**What you need to do**
Give the data a second time, exactly and in full.

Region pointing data
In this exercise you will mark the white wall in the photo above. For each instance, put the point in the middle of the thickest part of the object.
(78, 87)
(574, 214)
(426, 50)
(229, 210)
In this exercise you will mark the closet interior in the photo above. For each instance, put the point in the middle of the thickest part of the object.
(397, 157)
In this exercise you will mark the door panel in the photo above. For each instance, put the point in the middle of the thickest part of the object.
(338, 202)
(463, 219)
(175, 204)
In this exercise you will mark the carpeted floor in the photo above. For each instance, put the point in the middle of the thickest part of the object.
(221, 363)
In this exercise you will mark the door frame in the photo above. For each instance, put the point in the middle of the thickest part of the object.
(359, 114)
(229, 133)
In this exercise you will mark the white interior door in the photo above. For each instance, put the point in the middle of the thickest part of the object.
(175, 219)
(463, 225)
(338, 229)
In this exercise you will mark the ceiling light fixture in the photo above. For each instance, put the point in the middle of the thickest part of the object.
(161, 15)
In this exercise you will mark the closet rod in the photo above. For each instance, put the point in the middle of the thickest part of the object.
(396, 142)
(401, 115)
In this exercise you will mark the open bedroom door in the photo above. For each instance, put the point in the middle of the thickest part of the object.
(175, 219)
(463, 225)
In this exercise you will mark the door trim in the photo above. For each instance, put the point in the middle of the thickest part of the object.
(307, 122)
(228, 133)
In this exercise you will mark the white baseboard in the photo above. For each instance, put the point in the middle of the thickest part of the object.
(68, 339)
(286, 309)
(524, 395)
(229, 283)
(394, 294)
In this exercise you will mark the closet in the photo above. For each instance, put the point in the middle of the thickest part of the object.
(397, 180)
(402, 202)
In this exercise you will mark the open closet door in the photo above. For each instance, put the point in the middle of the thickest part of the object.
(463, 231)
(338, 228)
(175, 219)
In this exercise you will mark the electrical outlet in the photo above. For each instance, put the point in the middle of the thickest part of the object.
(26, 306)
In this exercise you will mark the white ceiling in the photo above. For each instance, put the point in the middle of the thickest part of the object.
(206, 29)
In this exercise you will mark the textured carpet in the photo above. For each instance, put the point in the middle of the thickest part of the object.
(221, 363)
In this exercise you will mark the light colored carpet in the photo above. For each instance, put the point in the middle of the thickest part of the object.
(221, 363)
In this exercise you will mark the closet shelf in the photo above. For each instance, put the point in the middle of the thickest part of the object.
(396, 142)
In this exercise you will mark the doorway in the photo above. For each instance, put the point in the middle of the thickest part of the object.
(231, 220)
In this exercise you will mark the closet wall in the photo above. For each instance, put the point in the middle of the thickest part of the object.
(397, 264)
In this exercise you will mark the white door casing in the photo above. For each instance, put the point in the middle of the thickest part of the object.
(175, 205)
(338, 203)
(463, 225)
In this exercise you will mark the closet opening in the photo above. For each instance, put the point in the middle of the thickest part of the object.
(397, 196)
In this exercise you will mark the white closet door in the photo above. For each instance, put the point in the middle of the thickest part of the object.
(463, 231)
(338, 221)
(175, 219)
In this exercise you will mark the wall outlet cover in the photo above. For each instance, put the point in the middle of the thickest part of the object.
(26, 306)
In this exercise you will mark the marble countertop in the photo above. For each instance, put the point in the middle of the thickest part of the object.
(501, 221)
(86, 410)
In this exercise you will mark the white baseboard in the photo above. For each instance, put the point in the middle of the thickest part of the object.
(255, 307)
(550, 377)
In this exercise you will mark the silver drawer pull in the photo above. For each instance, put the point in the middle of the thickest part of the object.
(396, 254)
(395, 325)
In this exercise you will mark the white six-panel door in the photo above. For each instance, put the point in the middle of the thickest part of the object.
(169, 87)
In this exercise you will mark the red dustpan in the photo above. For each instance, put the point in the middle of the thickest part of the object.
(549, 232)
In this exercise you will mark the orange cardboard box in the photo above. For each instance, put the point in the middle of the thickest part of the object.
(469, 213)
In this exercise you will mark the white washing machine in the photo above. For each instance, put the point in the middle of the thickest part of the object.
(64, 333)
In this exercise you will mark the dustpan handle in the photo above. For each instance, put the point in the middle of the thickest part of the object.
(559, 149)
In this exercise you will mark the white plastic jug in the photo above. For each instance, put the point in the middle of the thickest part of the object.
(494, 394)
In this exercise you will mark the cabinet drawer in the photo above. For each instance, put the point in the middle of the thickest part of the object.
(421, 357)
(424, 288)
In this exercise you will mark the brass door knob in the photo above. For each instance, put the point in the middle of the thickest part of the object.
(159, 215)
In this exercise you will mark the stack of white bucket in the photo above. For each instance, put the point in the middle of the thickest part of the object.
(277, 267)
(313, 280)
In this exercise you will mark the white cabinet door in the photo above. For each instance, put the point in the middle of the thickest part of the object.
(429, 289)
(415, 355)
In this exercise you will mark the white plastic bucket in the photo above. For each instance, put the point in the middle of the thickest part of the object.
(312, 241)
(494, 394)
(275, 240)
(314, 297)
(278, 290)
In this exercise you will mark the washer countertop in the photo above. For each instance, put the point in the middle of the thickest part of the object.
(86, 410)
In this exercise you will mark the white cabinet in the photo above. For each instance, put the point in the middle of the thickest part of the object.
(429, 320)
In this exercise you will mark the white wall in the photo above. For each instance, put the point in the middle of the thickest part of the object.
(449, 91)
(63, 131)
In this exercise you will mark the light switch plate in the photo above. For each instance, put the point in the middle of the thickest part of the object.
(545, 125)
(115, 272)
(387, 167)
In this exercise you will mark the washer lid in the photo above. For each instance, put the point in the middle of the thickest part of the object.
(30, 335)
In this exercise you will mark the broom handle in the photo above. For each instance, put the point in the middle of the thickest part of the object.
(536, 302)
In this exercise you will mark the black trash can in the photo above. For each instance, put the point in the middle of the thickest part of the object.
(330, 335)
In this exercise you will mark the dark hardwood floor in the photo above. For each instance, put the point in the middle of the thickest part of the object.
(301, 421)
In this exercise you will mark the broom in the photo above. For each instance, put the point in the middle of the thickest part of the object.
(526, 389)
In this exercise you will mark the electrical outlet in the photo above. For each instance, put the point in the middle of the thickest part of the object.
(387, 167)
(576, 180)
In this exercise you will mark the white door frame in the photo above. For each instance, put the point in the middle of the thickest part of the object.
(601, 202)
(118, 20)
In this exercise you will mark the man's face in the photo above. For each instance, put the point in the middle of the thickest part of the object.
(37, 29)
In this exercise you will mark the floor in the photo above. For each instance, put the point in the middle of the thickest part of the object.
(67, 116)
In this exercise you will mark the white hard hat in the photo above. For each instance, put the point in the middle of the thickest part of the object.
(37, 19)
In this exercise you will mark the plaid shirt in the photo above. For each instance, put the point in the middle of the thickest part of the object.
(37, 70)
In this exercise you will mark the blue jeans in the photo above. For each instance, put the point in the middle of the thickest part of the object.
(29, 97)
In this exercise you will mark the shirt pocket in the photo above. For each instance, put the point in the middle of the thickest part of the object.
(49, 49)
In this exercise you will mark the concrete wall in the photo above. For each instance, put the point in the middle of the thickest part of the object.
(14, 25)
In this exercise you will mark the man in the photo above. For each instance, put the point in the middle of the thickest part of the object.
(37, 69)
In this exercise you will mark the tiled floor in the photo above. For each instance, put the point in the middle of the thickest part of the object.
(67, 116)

**Task answer**
In this exercise you will mark the white wall in the photo above. For each instance, put the point in the middle of the thickest part of the object.
(78, 87)
(574, 214)
(426, 50)
(229, 210)
In this exercise you will mark the closet interior in the photo above. For each instance, put the point in the middle of the thickest part of the object.
(397, 157)
In this exercise you will mark the door panel in the photo above. For each instance, put the point in the middle of the thickest part of the object.
(338, 202)
(463, 219)
(175, 204)
In this exercise you will mark the carpeted floor in the photo above. For each instance, put the point in the middle of the thickest part of the object.
(221, 363)
In this exercise you will mark the door frame in the photo above. For each instance, put the point in the middle of the thickest part of the object.
(359, 114)
(229, 133)
In this exercise you will mark the white interior door in the photo above. For each instance, put the point in the middle of the thickest part of the object.
(175, 219)
(463, 225)
(338, 229)
In this exercise you will mark the ceiling light fixture in the photo above. For each instance, put the point in the middle of the thickest part of the object.
(161, 15)
In this exercise you will mark the closet rod in the photo above. For each instance, put the point in the middle of the thickest part of the object.
(396, 142)
(401, 115)
In this exercise you will mark the open bedroom door in the photo above. For each instance, put the point in the middle of the thickest part of the object.
(175, 219)
(463, 225)
In this exercise you will mark the door trim in the photo above. For each instance, put the point in the middle of the thickest part of the object.
(307, 122)
(228, 133)
In this exercise you will mark the white baseboard in the photo above. For each instance, put the point in the middle of the thickest part of the object.
(68, 339)
(286, 309)
(524, 395)
(229, 283)
(394, 294)
In this exercise you will mark the closet in the photo above. For each instance, put the point in the middle of the thickest part of the object.
(397, 180)
(402, 202)
In this exercise you will mark the open closet door in the photo above. For each instance, put the point in the middle of the thickest part of the object.
(463, 231)
(338, 228)
(175, 219)
In this exercise you will mark the electrical outlet in the photo above. For each instance, put the point in the middle of the thickest part of the object.
(26, 306)
In this exercise you will mark the white ceiling in the photo above. For each instance, put the point in the middle of the thickest part of the object.
(206, 29)
In this exercise you will mark the textured carpet in the photo above. For each instance, put the point in the middle of the thickest part of the object.
(221, 363)
In this exercise you will mark the light colored carpet in the photo above. For each instance, put the point in the middle of the thickest part of the object.
(221, 363)
In this exercise you will mark the closet shelf in the photo above. For each instance, put the point in the middle of the thickest part of the object.
(396, 142)
In this exercise you will mark the doorway in the photo above. For each instance, put the point in the middle of the thickest part of the object.
(231, 220)
In this exercise you will mark the closet wall in the photo above. For each instance, put the point in the middle of the thickest part of the object.
(397, 264)
In this exercise you will mark the white door casing in the photo above. For each instance, put the point in the middle of the thickest part of the object.
(175, 205)
(338, 203)
(463, 225)
In this exercise you will mark the closet opening in the photo above. For each instance, put the point in the middle of the thickest part of the object.
(397, 196)
In this exercise you will mark the white closet door in the photo above. For each instance, put the point in the middle of the thickest part of the object.
(463, 231)
(338, 221)
(175, 219)
In this exercise you will mark the wall outlet cover in the photo above. For each instance, put the point in the middle of the thickest part of the object.
(26, 306)
In this exercise you will mark the marble countertop in the photo above. For each instance, put the point in the middle of the thickest part of the object.
(501, 221)
(86, 410)
In this exercise you will mark the white baseboard in the photo above. For each instance, put the point in the middle of the thickest part of the object.
(255, 307)
(550, 377)
In this exercise you will mark the silver drawer pull in the photo above. For each instance, put the point in the middle of the thickest part of the object.
(396, 254)
(395, 325)
In this exercise you will mark the white six-panel door in the photo above. For each instance, put the point in the middle of the thickest part of the object.
(169, 87)
In this exercise you will mark the red dustpan in the photo above. For each instance, put the point in the middle of the thickest part of the object.
(549, 232)
In this exercise you will mark the orange cardboard box in the photo above. For each instance, put the point in the middle of the thickest part of the object.
(469, 213)
In this exercise you will mark the white washing machine in the photo above. For each instance, put the point in the middle of the thickest part of the object.
(64, 333)
In this exercise you will mark the dustpan handle in the photo above. For each instance, put the point in the middle of the thickest part of the object.
(559, 149)
In this exercise you will mark the white plastic jug in the photo above. For each instance, put the point in the middle of the thickest part of the object.
(494, 394)
In this exercise you will mark the cabinet drawer in the photo above. For each instance, put the point in the middle of the thickest part of the object.
(421, 357)
(424, 288)
In this exercise you will mark the brass door knob in the photo above. For each instance, put the point in the middle of the thickest part of the object.
(159, 215)
In this exercise you will mark the stack of white bucket in the photo above. For each instance, put the point in the middle of the thickest part of the object.
(277, 267)
(313, 280)
In this exercise you will mark the white cabinet door in the photo above. For each instance, put the point in the middle of the thickest part of the object.
(429, 289)
(415, 355)
In this exercise you will mark the white plastic bucket in the photo above. For each instance, put the point in the middle of the thickest part of the object.
(312, 241)
(494, 394)
(275, 240)
(314, 297)
(278, 290)
In this exercise you will mark the washer countertop in the photo above. For each instance, put the point in the middle of the thickest part of the object.
(86, 410)
In this exercise you will mark the white cabinet in the photo above. For each instance, put the point in the middle of the thickest part of the object.
(429, 320)
In this exercise you will mark the white wall in the photo above. For each instance, put the point in the middle of the thickest part of the object.
(449, 91)
(63, 131)
In this exercise you will mark the light switch plate in the photo above. For each instance, put the point in the middle of the thickest part of the object.
(545, 125)
(115, 272)
(387, 167)
In this exercise you will mark the washer lid in the photo above. For each instance, put the point in the middle of the thickest part of the object.
(30, 335)
In this exercise you will mark the broom handle in the photo above. For each instance, put the point in the middle of the thickest part of the object.
(536, 302)
In this exercise you will mark the black trash can in the photo above. For each instance, put the point in the middle of the thickest part of the object.
(330, 335)
In this exercise you will mark the dark hardwood floor in the photo above. For each instance, put the point in the middle of the thickest part of the object.
(301, 421)
In this exercise you will mark the broom in the photo above. For each instance, put the point in the middle of the thickest part of the object.
(526, 389)
In this exercise you will mark the electrical outlet in the photo above. For each instance, put the point in the middle of the thickest part of the object.
(387, 167)
(576, 180)
In this exercise you will mark the white door frame in the photo above. For each instance, put the point in the middle of the thickest part of the object.
(601, 202)
(118, 20)
In this exercise you will mark the man's face in the photo above. For each instance, put the point in the middle of the thickest part of the object.
(37, 29)
In this exercise you will mark the floor in the photo above. For each instance, put the point in the middle of the thickest part of the object.
(67, 116)
In this exercise you will mark the white hard hat in the photo above. For each instance, put the point in the middle of the thickest part of the object.
(37, 19)
In this exercise you will mark the plaid shirt in the photo above. For each instance, put the point in the middle of the thickest part of the object.
(37, 70)
In this exercise you will mark the blue jeans in the photo above. For each instance, put the point in the middle of the thickest part of the object.
(29, 97)
In this exercise you will mark the shirt pocket in the photo above. For each instance, put the point in the middle of the thickest part of the object.
(49, 49)
In this exercise you will mark the concrete wall in the photo above. For each instance, put the point in the middle of the thickest part of the object.
(14, 25)
In this exercise you will mark the man in the photo above. For each instance, put the point in the middle of the thickest part of the object.
(37, 69)
In this exercise you will mark the tiled floor in the photo above. For each instance, put the point in the middle of the thickest part of the object.
(67, 116)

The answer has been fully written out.